Texto para ler »
Segundo Tim, o nome Resistência remete para um dos direitos inscritos na Constituição. “Vivíamos numa época em que a música inglesa tinha demasiada implantação na rádio”. Já o título do disco, Palavras ao Vento, foi escolhido porque queriam realçar as letras, independentemente do estilo das bandas que haviam escrito os originais. O primeiro registo foi um enorme sucesso, pelo que “o segundo álbum já foi feito com calma e com mais dinheiro, nos estúdios da Valentim de Carvalho, incluindo temas de outros grupos e alguns originais”, conta-nos. Por essa altura, havia ocorrido o massacre de Santa Cruz, em Timor, e a banda compôs uma canção que falava do sofrimento do povo timorense. “Gastei 3 carteiras de fósforos para gravar “Timor”. Usava o cartão como palheta.”, relembra Tim. “Creio que a música é do Pedro Ayres Magalhães. O Olavo Bilac e o Miguel Ângelo fizeram os coros. A propósito, parabéns ao Miguel, que faz anos!”.

Dados armazenados:
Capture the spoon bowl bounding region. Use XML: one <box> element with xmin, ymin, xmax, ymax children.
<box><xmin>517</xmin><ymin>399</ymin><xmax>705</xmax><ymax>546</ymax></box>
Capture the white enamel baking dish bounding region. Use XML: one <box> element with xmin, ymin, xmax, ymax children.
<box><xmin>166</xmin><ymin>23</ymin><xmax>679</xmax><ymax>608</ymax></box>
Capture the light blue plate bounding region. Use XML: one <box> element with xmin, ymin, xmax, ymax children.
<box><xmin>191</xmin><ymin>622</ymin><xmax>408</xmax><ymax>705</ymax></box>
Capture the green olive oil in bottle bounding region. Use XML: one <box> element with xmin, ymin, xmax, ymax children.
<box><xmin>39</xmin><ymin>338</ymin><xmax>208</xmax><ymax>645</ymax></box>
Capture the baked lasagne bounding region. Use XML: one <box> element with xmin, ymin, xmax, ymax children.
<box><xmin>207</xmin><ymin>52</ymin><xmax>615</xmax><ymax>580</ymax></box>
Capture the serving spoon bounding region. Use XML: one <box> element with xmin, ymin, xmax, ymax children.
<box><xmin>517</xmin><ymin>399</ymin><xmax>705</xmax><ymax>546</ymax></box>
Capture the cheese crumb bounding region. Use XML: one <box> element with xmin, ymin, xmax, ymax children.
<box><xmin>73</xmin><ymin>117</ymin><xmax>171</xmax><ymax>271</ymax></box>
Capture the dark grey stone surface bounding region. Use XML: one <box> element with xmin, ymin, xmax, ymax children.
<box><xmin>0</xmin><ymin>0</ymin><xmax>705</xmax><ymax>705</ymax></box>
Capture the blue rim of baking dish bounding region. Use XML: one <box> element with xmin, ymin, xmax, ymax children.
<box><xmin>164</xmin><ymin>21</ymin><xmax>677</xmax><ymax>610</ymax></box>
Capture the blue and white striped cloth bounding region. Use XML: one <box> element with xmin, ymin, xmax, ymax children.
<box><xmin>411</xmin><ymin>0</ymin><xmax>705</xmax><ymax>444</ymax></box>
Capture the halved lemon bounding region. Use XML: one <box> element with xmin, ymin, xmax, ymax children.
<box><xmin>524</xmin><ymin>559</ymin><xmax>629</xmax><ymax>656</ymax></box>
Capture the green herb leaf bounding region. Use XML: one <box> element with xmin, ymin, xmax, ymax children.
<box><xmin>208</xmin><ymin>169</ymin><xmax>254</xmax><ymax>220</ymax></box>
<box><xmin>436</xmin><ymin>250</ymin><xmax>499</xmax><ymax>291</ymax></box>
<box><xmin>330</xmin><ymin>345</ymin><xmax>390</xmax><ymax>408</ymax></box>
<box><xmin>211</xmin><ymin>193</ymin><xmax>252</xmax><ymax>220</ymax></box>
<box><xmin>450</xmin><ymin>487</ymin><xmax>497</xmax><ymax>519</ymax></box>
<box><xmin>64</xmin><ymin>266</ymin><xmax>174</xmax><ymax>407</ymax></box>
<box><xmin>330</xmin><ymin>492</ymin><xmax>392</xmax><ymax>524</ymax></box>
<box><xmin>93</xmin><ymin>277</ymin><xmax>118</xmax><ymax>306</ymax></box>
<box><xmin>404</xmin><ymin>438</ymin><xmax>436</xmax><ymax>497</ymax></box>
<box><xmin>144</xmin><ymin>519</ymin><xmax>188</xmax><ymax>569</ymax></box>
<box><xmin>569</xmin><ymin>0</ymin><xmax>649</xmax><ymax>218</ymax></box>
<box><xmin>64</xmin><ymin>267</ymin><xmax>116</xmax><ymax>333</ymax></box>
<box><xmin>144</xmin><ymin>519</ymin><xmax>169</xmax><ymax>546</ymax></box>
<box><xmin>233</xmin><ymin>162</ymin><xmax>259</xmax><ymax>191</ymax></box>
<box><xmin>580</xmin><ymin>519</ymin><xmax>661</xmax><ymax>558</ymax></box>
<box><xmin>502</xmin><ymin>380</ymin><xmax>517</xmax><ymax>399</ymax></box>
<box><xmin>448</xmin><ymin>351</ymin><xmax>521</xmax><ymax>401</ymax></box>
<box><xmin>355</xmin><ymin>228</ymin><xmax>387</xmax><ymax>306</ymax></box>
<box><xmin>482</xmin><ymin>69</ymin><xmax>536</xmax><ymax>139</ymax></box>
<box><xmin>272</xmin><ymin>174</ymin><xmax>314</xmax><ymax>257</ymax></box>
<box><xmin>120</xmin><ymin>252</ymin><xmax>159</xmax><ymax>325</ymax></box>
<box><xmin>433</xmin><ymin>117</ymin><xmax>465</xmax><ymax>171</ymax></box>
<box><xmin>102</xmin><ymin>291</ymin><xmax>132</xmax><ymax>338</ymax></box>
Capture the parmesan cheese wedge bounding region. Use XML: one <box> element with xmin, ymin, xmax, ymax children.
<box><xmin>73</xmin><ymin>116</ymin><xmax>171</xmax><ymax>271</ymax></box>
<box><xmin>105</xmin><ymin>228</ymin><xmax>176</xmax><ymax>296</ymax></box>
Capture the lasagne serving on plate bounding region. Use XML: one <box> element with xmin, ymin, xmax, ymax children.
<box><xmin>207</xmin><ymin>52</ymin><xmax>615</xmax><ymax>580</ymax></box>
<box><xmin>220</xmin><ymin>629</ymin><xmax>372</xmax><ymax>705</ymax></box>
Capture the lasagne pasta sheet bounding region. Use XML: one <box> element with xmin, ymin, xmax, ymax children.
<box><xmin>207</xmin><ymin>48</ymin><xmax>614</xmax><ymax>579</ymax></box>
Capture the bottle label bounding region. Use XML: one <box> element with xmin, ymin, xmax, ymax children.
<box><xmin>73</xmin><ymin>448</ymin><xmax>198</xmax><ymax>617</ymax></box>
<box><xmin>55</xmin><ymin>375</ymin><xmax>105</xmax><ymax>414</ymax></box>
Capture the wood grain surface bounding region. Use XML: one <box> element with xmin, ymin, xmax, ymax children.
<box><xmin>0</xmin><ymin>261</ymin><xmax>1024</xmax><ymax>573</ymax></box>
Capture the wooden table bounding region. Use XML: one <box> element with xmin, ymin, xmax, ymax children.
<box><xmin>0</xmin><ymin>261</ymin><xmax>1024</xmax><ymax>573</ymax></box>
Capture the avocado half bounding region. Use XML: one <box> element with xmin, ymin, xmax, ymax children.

Conjunto de tarefas »
[1] No texto sobre a banda Resistência, indique todas as pessoas mencionadas pelo nome, sem contar o nome dos estúdios.
[2] Reescreva como lista JSON de strings, uma por linha, as linhas dos registos desde a que contém "Capture the wood grain" até ao fim dos registos, ambas incluídas.
O texto e os registos provêm de fontes distintas.

Respostas às tarefas »
[1] Tim, Pedro Ayres Magalhães, Olavo Bilac, Miguel Ângelo

[2]
[
  "Capture the wood grain surface bounding region. Use XML: one <box> element with xmin, ymin, xmax, ymax children.",
  "<box><xmin>0</xmin><ymin>261</ymin><xmax>1024</xmax><ymax>573</ymax></box>",
  "Capture the wooden table bounding region. Use XML: one <box> element with xmin, ymin, xmax, ymax children.",
  "<box><xmin>0</xmin><ymin>261</ymin><xmax>1024</xmax><ymax>573</ymax></box>",
  "Capture the avocado half bounding region. Use XML: one <box> element with xmin, ymin, xmax, ymax children."
]